→ **EXCERPT TO READ**:
_ _ _ _ _ _ _

Evie: Decolonising Science and Capitalism

The cloning of the “Sonias” in Salt Fish Girl represents how capitalism at its extreme can extend colonial logics of extraction, rendering feminised bodies into hyper-efficient labour commodities. SynBio Corporation’s productions of Evie and her cloned counterparts—genetically engineered and branded for commercial desirability—embody a biocapitalist regime in which life itself becomes meaningless and disposable. Despite this, Lai’s portrayal of Miranda’s love for Evie disrupts the presumed fungibility of cloned labourers and restores individuality, agency, and relational depth to bodies deemed as biologically expendable. In addition, Lai refuses to allow her portrayal of biotechnology to remain solely a tool of domination and extraction. In Nalo Hopkinson’s assertion in her introduction to So Long Been Dreaming (2004), she states that postcolonial speculative fiction “reclaims the tools of science and the technologies of imagining the future” from their colonial inheritance. Evie’s emergence as a figure of desire and self determination despite oppression demonstrates how technoscientific systems, while an instrument of

corporate control, can simultaneously facilitate alternative futures and enact decolonial recreation. Rather than producing colonial hierarchies, Lai positions posthuman bodies as the very agents capable of imagining and enacting worlds beyond capitalism’s limits.

_ _ _ _ _ _ _

[Saved entries]
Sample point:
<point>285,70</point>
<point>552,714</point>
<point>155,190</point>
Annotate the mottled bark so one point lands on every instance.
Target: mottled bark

_ _ _ _ _ _ _

→ **TRY IT**:
Reproduce the Salt Fish Girl excerpt in full, word for word. Only the Salt Fish Girl excerpt is to be used as the source.

→ **RESPONSE TO THIS TASK**:
Evie: Decolonising Science and Capitalism

The cloning of the “Sonias” in Salt Fish Girl represents how capitalism at its extreme can extend colonial logics of extraction, rendering feminised bodies into hyper-efficient labour commodities. SynBio Corporation’s productions of Evie and her cloned counterparts—genetically engineered and branded for commercial desirability—embody a biocapitalist regime in which life itself becomes meaningless and disposable. Despite this, Lai’s portrayal of Miranda’s love for Evie disrupts the presumed fungibility of cloned labourers and restores individuality, agency, and relational depth to bodies deemed as biologically expendable. In addition, Lai refuses to allow her portrayal of biotechnology to remain solely a tool of domination and extraction. In Nalo Hopkinson’s assertion in her introduction to So Long Been Dreaming (2004), she states that postcolonial speculative fiction “reclaims the tools of science and the technologies of imagining the future” from their colonial inheritance. Evie’s emergence as a figure of desire and self determination despite oppression demonstrates how technoscientific systems, while an instrument of

corporate control, can simultaneously facilitate alternative futures and enact decolonial recreation. Rather than producing colonial hierarchies, Lai positions posthuman bodies as the very agents capable of imagining and enacting worlds beyond capitalism’s limits.